● SUPPLIED DATA
# # # # #
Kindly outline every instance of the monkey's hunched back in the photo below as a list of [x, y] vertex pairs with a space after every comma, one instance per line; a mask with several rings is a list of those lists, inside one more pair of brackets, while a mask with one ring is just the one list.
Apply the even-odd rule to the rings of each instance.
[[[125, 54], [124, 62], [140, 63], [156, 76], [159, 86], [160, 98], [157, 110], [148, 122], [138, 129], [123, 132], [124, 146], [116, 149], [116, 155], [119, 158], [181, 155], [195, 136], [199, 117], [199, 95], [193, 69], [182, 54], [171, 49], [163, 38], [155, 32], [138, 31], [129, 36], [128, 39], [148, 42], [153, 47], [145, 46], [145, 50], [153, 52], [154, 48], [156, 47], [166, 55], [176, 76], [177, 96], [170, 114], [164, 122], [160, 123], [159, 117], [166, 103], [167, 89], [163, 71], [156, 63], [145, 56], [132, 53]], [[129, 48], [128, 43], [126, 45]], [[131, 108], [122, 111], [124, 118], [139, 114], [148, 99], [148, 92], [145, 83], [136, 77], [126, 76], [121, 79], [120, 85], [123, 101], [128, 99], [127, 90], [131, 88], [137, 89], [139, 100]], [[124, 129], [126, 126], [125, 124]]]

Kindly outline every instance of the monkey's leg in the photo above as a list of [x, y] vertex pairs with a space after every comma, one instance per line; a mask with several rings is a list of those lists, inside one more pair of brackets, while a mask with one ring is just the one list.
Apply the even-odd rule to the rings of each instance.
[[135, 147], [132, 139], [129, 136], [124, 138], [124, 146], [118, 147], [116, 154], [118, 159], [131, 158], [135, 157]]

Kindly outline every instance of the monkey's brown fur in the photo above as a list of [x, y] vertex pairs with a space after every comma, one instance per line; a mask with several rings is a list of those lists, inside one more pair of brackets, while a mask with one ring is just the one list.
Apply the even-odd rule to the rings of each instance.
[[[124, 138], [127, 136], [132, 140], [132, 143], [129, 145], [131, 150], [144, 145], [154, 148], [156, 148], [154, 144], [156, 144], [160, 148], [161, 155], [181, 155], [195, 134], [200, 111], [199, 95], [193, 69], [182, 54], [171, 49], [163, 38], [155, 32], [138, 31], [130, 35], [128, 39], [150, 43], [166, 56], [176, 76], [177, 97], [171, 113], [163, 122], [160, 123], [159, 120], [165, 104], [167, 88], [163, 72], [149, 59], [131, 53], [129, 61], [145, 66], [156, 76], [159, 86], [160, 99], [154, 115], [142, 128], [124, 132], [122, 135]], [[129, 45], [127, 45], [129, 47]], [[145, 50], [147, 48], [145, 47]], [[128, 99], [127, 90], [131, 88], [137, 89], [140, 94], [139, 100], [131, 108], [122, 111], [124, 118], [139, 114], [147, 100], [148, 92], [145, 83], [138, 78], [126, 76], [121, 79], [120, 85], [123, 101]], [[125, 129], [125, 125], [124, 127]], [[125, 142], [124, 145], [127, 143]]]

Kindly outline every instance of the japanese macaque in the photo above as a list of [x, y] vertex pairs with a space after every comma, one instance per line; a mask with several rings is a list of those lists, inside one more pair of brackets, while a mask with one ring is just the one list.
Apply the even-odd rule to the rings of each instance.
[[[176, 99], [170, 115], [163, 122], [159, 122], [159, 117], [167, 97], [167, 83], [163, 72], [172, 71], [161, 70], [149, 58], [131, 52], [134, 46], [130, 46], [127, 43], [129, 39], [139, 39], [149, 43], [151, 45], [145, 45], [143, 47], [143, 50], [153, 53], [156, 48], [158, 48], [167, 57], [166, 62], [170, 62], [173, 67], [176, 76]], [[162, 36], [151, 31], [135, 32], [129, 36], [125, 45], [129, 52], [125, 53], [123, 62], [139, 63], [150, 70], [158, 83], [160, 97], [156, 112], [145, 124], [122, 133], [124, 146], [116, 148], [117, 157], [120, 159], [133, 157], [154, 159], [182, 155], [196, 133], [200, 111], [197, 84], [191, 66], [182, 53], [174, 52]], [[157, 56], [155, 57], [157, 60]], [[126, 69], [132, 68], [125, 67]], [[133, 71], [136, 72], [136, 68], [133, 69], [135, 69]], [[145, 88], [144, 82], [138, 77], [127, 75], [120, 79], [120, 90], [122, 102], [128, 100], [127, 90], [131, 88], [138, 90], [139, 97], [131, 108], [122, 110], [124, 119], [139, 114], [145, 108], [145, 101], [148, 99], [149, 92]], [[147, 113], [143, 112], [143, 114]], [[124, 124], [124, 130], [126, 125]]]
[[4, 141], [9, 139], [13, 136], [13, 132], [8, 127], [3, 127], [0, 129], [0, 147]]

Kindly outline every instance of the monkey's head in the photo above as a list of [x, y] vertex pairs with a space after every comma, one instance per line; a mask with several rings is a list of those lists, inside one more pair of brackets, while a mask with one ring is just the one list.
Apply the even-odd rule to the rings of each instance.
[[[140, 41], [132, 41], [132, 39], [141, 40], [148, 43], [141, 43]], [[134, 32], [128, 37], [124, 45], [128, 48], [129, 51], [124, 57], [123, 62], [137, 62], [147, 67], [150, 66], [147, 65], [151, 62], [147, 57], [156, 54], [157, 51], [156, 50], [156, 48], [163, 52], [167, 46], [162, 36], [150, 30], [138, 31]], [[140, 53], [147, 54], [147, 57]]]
# # # # #
Can you repeat the stretch from the first line through the line containing "158], [135, 157]]", both included, and scale each coordinate in the answers by 1.55, rounding to whole numbers with halves going up? Leave every other line in that stretch unchanged.

● WORKED ANSWER
Kindly outline every instance of the monkey's hunched back in the photo below as a list of [x, y] vertex pairs with a space after every comma, one instance per line; a mask with several rings is a list of those lists, inside one more pair of brackets, while a mask with one ring is just the one list.
Apply the even-odd rule to the rings of each instance.
[[[194, 84], [192, 96], [217, 98], [242, 118], [246, 133], [248, 152], [243, 171], [229, 189], [214, 200], [191, 205], [192, 226], [180, 231], [180, 240], [184, 245], [281, 240], [302, 211], [308, 181], [308, 147], [299, 107], [282, 84], [265, 76], [253, 59], [240, 50], [214, 48], [200, 56], [198, 60], [229, 65], [237, 73], [225, 71], [225, 78], [237, 81], [239, 74], [242, 73], [257, 85], [273, 118], [274, 149], [264, 177], [254, 189], [248, 191], [246, 181], [257, 160], [259, 138], [253, 110], [242, 98], [225, 87], [205, 82]], [[200, 74], [198, 67], [195, 70]], [[203, 167], [189, 172], [192, 183], [215, 177], [229, 153], [229, 143], [225, 129], [211, 119], [195, 118], [188, 122], [186, 132], [191, 157], [198, 153], [197, 140], [203, 136], [212, 138], [215, 155]], [[192, 200], [195, 195], [194, 192]]]

Kindly outline every instance of the monkey's leg in the photo above as a list of [x, y] vertex pairs with a space after every comma, one instance per line; a mask with several rings is a list of those lists, inside one more pair of brackets, while a mask with one ring is just the one list.
Apply the even-odd rule to the rings of each instance.
[[209, 228], [205, 215], [200, 211], [192, 214], [192, 226], [183, 228], [180, 239], [183, 246], [203, 245], [209, 243]]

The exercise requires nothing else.